Given exercise:
Copy the data below exactly, omitting any picture it contains.

Entries supplied:
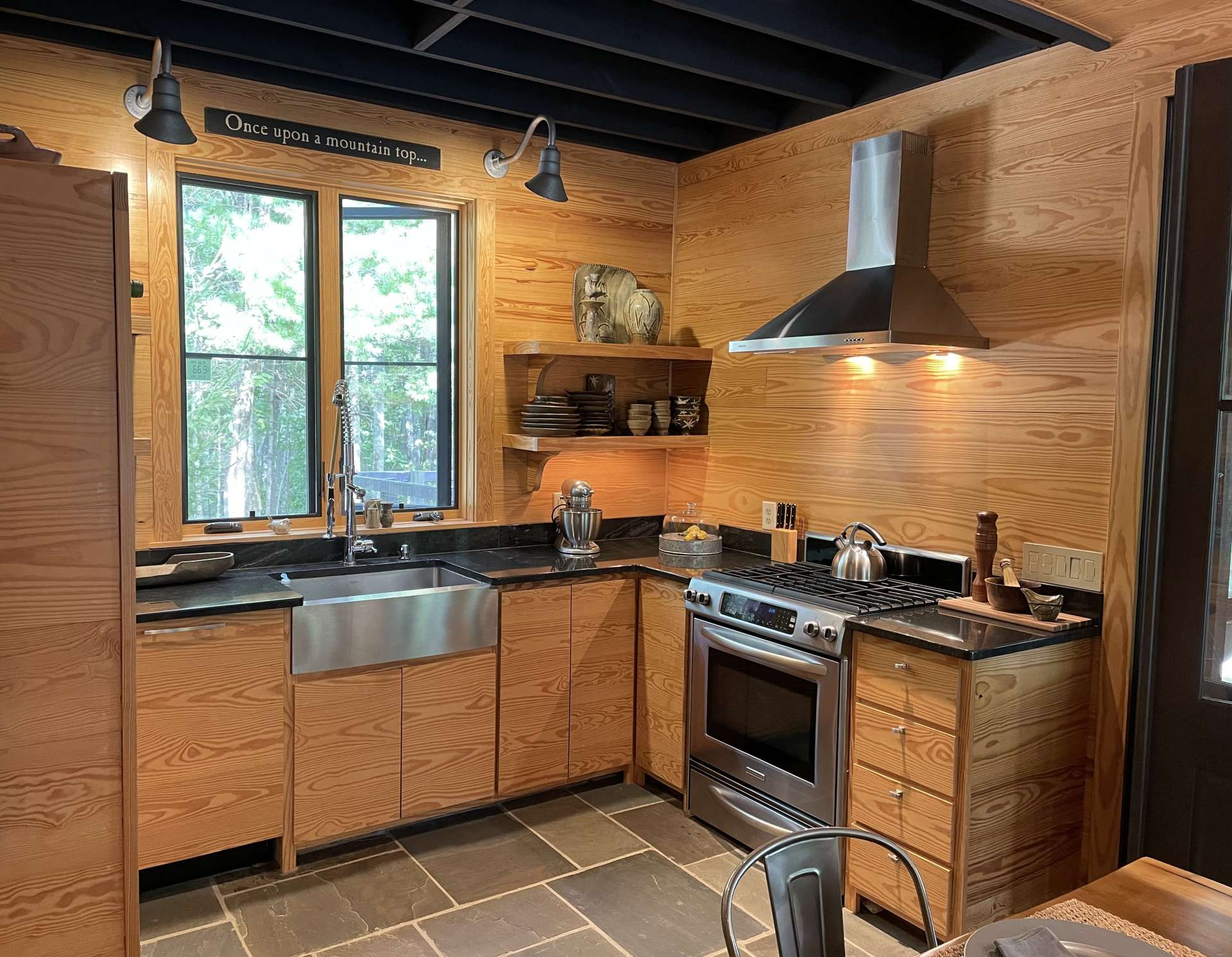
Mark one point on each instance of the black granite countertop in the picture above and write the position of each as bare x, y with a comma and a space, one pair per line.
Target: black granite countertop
234, 591
254, 588
961, 636
938, 630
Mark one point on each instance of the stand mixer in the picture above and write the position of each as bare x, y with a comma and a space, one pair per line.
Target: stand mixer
577, 523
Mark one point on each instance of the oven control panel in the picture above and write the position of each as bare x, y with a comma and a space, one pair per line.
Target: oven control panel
746, 609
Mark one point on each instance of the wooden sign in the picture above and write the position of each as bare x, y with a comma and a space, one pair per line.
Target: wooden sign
285, 133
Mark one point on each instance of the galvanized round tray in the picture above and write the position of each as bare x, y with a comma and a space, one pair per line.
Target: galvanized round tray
674, 543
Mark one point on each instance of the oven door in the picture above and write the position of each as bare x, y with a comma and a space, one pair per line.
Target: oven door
768, 715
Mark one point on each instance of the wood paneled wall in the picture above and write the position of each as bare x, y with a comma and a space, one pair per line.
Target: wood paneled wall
1031, 233
620, 211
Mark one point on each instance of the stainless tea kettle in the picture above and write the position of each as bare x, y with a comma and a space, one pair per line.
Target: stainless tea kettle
859, 561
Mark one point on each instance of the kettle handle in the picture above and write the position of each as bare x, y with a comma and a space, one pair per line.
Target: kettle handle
858, 526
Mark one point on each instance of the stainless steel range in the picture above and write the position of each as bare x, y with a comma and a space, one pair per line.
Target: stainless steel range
769, 678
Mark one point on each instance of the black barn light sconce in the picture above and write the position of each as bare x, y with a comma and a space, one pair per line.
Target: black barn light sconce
547, 182
157, 105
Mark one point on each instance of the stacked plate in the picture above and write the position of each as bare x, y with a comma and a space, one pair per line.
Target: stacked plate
551, 416
598, 412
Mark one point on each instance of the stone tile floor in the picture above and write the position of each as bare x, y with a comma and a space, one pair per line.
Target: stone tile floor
608, 870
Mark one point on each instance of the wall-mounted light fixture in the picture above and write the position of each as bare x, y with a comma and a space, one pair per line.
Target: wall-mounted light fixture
157, 105
547, 182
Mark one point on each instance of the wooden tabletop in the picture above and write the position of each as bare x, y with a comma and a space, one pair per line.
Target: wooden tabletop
1174, 903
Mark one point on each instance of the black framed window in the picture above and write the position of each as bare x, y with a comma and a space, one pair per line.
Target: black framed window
248, 306
400, 341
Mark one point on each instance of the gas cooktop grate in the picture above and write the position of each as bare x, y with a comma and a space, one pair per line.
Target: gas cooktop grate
812, 582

Exercise output:
Mark one point on each instance of the black granite countertop in the picture above and write the position of each as bare x, y with a comma and a space, one pair per line.
Target: black granite countertop
234, 591
254, 588
961, 636
938, 630
Mark one point on each instance of the stand mixer in the picture above and write the position of each as bare x, y with a comma and a space, one pair per line.
Target: stand mixer
577, 523
Mark one point on each instance of the oven control panel in the picture above and write the position of each as bare x, y with a comma and a space, one pair per line.
Target: oven control panel
746, 609
Mark one point on each instance of the wooden sign in the picture above and write the position of each as bare x, y with a comma and a space, one pair per line.
Target: wooden sign
285, 133
Mark one point on each instance of the galvanized round tray in the picture above and write the position of each as bare x, y with a comma and a space, one pair per line.
Target: galvanized round tray
674, 543
Mark one point on each instance of the oven door in the picture above and write the position of each as bare x, y with a comma and a space, one pair per line.
Target: oven door
768, 715
Mark one point on each instance of the wood paneled wall in the picture above and write the position of each as bare x, y with a comma and a space, one pair per line.
Target: wood paneled wall
1031, 233
620, 211
Mark one point on each instance of the stainless tea kettle in the picture above and write the position of each as bare x, y with a comma and a space, one pair per line.
Target: stainless tea kettle
859, 561
Mark one point on each instance of the kettle handle in the picture above and write the position of each as bare x, y with a comma and a space, one pair per line.
Target: kettle handle
858, 526
Mark one point on each instance of the stainless steel range in the picture above and write the position of each as bare x, y with a comma and a space, one pair per line.
Target: stainless steel range
769, 678
Mark one point on each instance of the black barn light sconce in the picture above and write the position of each as bare x, y with a comma and a space, one pair per line.
Target: black barn light sconce
547, 182
157, 105
Mark one point on each instance of the stacked plate in the picture above and write the position of each as bare x, y with a comma and a space, one pair per line.
Target: stacked plate
551, 416
598, 412
Mark one point on each instance of the stone tile floor in the picture above and write the position of each as bare x, y with a comma and a space, one pair per line.
Target: stone tile floor
608, 870
Mark one point on each instance of the wall-mounted light fixture in the picture above and write the position of each as bare x, y with a comma and a space, one pair per line.
Target: wall-mounted light fixture
157, 105
547, 182
Mark one point on each instance of the wooden tabletop in the picture above and write the position of each as bare x, y with a comma and a space, one pair per line.
Target: wooden tabletop
1174, 903
Mark one point on each instance of the black framed window in the picture above and write the position of each as bare x, y with a comma and a space, one pair per line.
Target: black framed window
248, 306
400, 341
Mark one point on each instance of the gas cooktop grate in the picture above and write the position of each as bare x, y with a comma and a space, one pair per line.
Target: gas cooktop grate
812, 582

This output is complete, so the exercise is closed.